Provided passage

★ ★ ★ ★ ★

Coronary angiography revealed total occlusion of the proximal LCX (A, arrow). The LCX showed TIMI grade 3 flow just before discharge (B).

Follow-up echocardiography immediately after PCI showed no change in the LVEF of 43%; however, there was a severe reduction in LV volume (LVEDV index 38 mL/m2) leading to a severely reduced SV index of 18 mL/beat/m2 and remarkable inferoposterior wall thickening of 25.5 mm. These showed the acute adverse changes of LV diastolic function after PCI (Figure 1B, Video 4). On the following day, the peak creatine kinase level was 14,450 IU/L. Associated congestive heart failure was refractory and required intra-aortic balloon pump support, continuous hemodiafiltration, and administration of catecholamine. The patient's heart failure gradually improved over a few weeks. Echocardiography 19 days after angioplasty revealed an improved LVEF of 52%, a restored LVEDV index of 56 mL/m2, an improved SV index of 29 mL/beat/m2, and reduction of abnormal inferoposterior wall thickening to 18.4 mm (Figure 1C, Video 5). Finally, we withdrew the intra-aortic balloon pump support, continuous hemodiafiltration, and catecholamine administration. Follow-up coronary angiography before discharge revealed TIMI grade 3 flow in the LCX (Figure 2B, Video 6). After discharge, this patient maintained good condition for 1 year, and echocardiography 12 months after acute MI showed disappearance of the inferoposterior wall thickening (12 mm).

★ ★ ★ ★ ★

Supplied material
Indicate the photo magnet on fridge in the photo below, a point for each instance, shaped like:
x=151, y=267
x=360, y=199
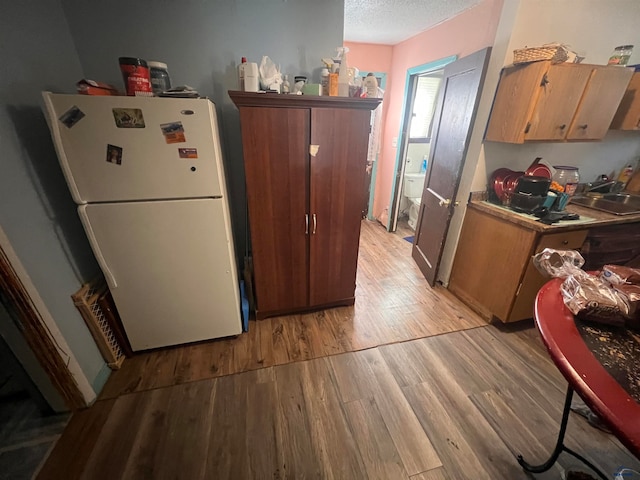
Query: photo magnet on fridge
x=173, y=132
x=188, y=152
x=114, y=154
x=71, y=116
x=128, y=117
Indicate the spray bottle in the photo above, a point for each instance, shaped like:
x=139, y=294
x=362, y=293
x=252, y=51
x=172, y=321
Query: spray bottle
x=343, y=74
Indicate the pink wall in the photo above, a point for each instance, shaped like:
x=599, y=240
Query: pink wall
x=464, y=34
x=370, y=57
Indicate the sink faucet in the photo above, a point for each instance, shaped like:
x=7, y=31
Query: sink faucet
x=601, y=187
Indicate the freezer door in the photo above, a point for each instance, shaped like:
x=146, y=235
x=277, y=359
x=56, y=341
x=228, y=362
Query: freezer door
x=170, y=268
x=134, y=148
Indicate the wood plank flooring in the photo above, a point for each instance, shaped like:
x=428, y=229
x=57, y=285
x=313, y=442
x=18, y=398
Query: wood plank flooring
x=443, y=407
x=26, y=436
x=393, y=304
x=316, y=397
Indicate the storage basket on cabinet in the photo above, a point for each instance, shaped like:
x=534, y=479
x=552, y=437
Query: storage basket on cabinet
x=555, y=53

★ ★ ★ ★ ★

The task
Continue the case description of the patient treated for proximal LCX occlusion, starting right after its final sentence.

Response for this exercise
To evaluate the mechanism of reduced LVEDV after reperfusion in this patient, we performed measurements of LV myocardial volume and pericardial total volume using two-dimensional echocardiography (modified Simpson's method; Figure 3), left atrial (LA) volume, right atrial area, and right ventricular area in addition to the usual measurements of LVEDV, end-systolic volume, LVEF, and SV. Immediately after emergent PCI, LVEDV, LV end-systolic volume, and SV decreased, while LA volume and LV myocardial volume increased. Total pericardial volume and right ventricular and right atrial sizes remained constant (Figures 1A and 1B).

Figure 3

Schemas of apical four- and two-chamber views on echocardiography. We measured the total pericardial volume (black dotted line enclosing the outside of the epicardium) and left atrial (LA) volume (red dotted line enclosing the lumen of the left atrium) using the modified Simpson's method.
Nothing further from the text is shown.